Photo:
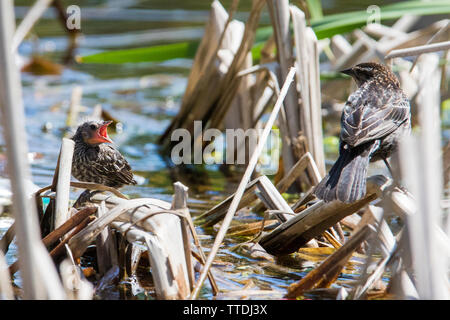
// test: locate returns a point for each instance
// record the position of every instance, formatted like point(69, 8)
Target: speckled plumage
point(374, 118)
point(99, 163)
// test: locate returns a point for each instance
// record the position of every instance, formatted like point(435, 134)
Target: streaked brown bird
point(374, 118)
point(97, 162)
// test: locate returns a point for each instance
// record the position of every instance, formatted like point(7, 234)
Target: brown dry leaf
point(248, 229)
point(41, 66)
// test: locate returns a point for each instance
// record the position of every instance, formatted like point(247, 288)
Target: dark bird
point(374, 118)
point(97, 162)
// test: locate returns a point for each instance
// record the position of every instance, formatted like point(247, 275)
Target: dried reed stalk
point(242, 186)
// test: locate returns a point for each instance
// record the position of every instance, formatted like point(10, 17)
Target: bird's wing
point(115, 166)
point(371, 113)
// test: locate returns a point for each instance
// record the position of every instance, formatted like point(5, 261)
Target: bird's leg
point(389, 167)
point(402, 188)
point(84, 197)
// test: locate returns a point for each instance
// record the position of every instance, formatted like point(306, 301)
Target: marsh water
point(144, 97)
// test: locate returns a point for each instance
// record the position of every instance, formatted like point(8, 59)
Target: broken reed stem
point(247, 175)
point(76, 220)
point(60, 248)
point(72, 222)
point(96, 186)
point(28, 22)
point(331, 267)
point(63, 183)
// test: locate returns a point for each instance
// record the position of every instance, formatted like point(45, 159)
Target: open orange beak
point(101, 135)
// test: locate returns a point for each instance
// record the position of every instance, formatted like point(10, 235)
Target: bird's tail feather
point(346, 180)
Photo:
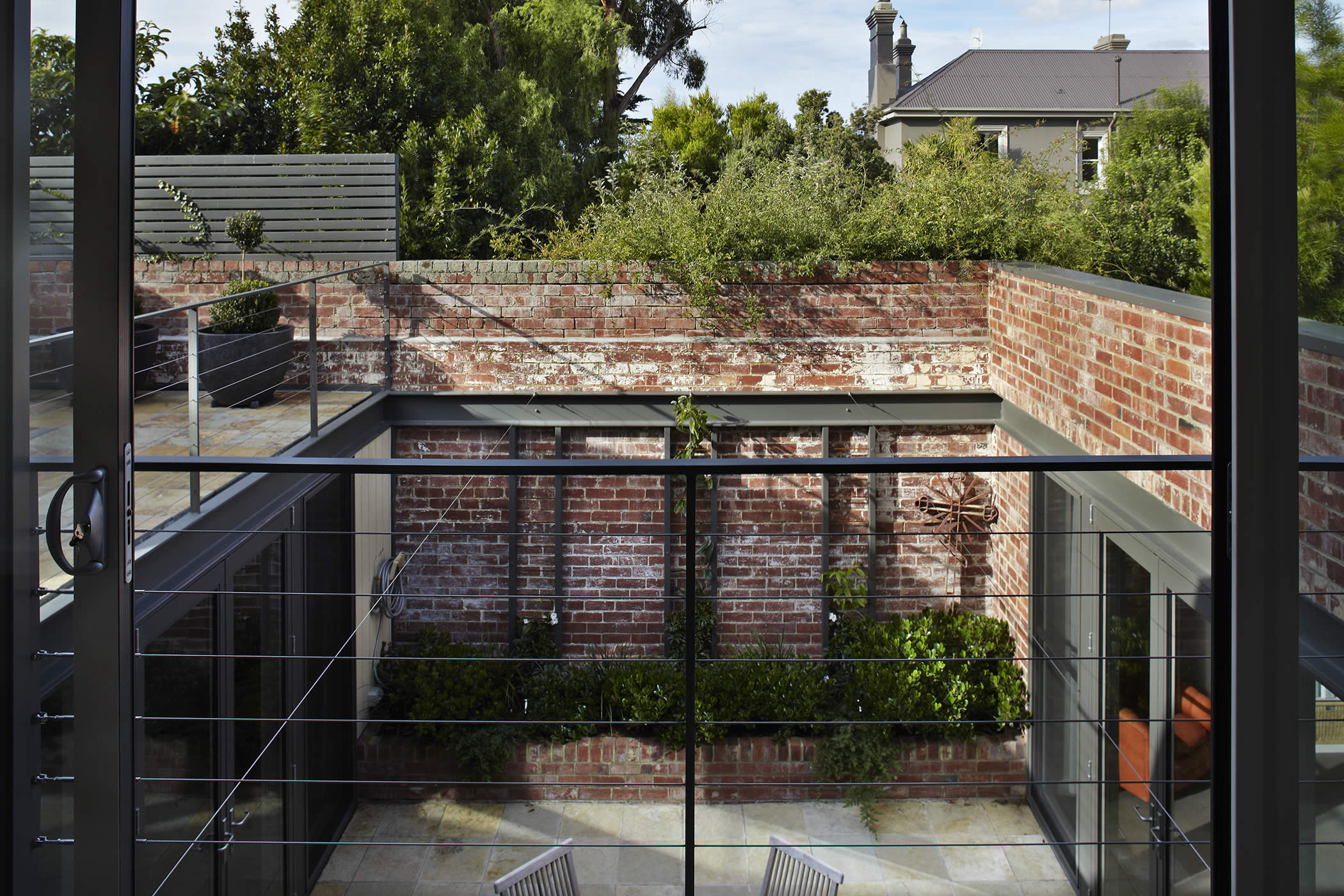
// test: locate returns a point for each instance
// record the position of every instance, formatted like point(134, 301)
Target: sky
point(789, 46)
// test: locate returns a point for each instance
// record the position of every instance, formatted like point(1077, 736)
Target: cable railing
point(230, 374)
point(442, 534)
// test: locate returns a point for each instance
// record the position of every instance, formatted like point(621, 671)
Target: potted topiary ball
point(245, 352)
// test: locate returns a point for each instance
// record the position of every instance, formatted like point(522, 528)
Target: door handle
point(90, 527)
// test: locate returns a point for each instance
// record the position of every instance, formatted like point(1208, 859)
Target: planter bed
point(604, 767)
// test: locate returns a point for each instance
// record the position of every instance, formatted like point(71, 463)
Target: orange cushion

● ● ● ● ● ● ●

## [Problem to solve]
Type out the data above once more, exactly, with no images included.

## [Written answer]
Photo:
// test: locate returns a point for each instance
// record the position of every instance, formatted like point(69, 8)
Target: speckled plumage
point(374, 118)
point(99, 163)
// test: locate returns a point for each instance
// record the position of every instance, formatted like point(435, 134)
Target: streaked brown bird
point(374, 118)
point(97, 162)
// test: locate returns a point for each instance
// record the position of every instance, formatted like point(7, 234)
Target: brown dry leaf
point(248, 229)
point(41, 66)
// test: locate returns a point for each instance
// record the position of every instance, formatted like point(247, 288)
Target: dark bird
point(374, 118)
point(97, 162)
// test: locate returns a point for each instance
// record the position of every instance, formatted like point(247, 275)
Target: dried reed stalk
point(242, 186)
// test: locate returns a point for each instance
// record the position of every instance, formatted like point(10, 17)
Target: bird's wing
point(115, 166)
point(371, 113)
// test: locate returns a point for each instance
// record the position of every instance, formatted like point(5, 261)
Target: bird's leg
point(389, 167)
point(402, 188)
point(84, 197)
// test: locate returns a point for each instance
// record the position of every instance, formatted like point(306, 301)
Target: marsh water
point(144, 97)
// test: locate returns a point for each instance
// record the position of every instance, formatted like point(8, 59)
Target: broken reed stem
point(247, 175)
point(76, 220)
point(60, 248)
point(72, 222)
point(96, 186)
point(28, 22)
point(331, 267)
point(63, 183)
// test: locate returns a point for each instance
// record the position of every instance, formatted like point(45, 159)
Target: open orange beak
point(101, 135)
// test: locate returns a point for each instance
// record the position of every instance, formatted like point(10, 235)
Target: bird's tail feather
point(346, 180)
Photo:
// test: locate returns a point for each instance
// record the position of every instance, formatted like point(134, 301)
Target: sky
point(789, 46)
// test: locate returns a point for each instance
// record the position of every instance, formatted like point(1077, 736)
Target: cable railing
point(230, 374)
point(442, 534)
// test: locate returns a point for each instance
// record the position of every instance, formatted like point(621, 671)
Target: potted topiary ball
point(245, 352)
// test: locate returns a point for each instance
// record the position of every instance, formatted like point(522, 528)
Target: door handle
point(90, 527)
// test: locate returns a point for each instance
// record the position of every instance, formatted like point(1208, 859)
Target: planter bed
point(604, 767)
// test: locate returns a point for each instance
// record the position of every instance, formatted like point(71, 463)
Target: orange cushion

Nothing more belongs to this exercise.